[Exercise instructions]:
Please copy every one of the records below word for word, leaving out the pictures.
** Start **
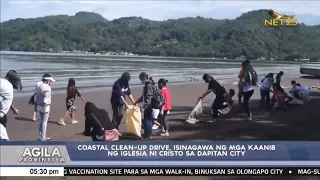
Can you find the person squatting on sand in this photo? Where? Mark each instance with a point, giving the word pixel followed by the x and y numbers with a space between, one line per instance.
pixel 215 87
pixel 250 81
pixel 166 108
pixel 265 90
pixel 152 99
pixel 7 85
pixel 43 97
pixel 120 90
pixel 97 121
pixel 72 93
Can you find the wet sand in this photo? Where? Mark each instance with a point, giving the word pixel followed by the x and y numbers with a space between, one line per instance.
pixel 298 123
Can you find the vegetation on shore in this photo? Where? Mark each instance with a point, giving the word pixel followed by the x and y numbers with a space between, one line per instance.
pixel 193 37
** End **
[Result of this task]:
Can you find the person squatting on sand in this photo? Where? Mark each instance with a point, giving the word pixel followed by the x and y numbers with a space between, one line per instance.
pixel 215 87
pixel 250 81
pixel 166 108
pixel 265 90
pixel 152 99
pixel 7 85
pixel 43 97
pixel 120 90
pixel 97 121
pixel 72 93
Can you find the wet sand in this photo? Where? Mark each instance with a point, giving the word pixel followed by the x and y numbers with a space between, one line per instance.
pixel 298 123
Can you find the vegetation on shore in this photo? Where? Mark each instance with a point, giving the word pixel followed by the x and y numbers with a space between, one line per instance.
pixel 193 37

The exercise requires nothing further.